_Task goal_: Echo verbatim the stretch of the material below from the line containing "of the small" through the end of the material, including both ends.

---------- Data section

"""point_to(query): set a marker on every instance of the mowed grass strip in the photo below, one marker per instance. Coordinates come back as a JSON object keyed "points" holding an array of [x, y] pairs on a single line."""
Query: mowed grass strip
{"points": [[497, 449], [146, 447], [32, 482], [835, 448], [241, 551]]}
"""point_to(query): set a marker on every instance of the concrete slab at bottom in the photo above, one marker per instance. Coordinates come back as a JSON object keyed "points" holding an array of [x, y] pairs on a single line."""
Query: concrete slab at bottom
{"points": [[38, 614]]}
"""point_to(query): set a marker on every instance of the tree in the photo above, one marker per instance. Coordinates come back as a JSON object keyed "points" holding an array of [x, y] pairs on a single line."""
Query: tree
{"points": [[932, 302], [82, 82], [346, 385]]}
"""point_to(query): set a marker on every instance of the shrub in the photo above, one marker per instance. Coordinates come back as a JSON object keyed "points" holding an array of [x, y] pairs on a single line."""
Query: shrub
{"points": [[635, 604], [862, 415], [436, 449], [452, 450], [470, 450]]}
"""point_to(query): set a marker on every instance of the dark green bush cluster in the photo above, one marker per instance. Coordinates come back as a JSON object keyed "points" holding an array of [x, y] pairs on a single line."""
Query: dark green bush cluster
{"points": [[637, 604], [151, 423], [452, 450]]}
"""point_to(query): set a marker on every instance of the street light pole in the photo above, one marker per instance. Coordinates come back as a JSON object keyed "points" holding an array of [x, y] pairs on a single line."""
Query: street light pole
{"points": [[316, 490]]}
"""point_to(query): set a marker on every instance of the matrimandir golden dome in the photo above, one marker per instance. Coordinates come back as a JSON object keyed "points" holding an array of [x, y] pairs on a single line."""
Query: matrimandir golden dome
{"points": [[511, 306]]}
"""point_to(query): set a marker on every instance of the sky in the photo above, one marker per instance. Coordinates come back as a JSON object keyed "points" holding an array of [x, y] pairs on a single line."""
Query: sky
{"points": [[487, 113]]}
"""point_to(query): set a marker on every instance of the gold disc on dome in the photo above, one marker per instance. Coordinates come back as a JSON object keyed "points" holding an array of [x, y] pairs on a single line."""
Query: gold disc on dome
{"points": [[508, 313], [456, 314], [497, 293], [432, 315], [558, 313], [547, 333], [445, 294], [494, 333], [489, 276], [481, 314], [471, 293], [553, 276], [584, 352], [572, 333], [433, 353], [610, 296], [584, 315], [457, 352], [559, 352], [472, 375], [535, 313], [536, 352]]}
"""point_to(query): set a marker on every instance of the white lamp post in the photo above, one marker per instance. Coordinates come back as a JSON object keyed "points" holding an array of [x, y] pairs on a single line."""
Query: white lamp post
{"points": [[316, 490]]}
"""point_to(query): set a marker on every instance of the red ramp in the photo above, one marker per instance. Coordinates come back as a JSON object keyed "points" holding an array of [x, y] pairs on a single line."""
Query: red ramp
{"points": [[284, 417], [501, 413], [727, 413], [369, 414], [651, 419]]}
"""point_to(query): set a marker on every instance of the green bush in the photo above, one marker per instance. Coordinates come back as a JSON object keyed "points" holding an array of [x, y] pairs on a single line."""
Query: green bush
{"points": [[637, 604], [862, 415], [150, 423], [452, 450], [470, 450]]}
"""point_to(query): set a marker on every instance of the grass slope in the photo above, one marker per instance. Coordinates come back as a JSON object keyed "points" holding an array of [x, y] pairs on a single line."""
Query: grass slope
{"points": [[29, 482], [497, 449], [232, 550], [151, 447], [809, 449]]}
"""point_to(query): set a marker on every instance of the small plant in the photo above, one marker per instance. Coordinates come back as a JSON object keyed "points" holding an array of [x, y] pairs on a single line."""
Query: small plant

--------------------

_Correct response_:
"""point_to(query): set a marker on every instance of the small plant in the photo above, one marker per instance. Coordinates come back as a JSON object keyed "points" holding an array of [x, y] pairs on a single line."""
Query: small plant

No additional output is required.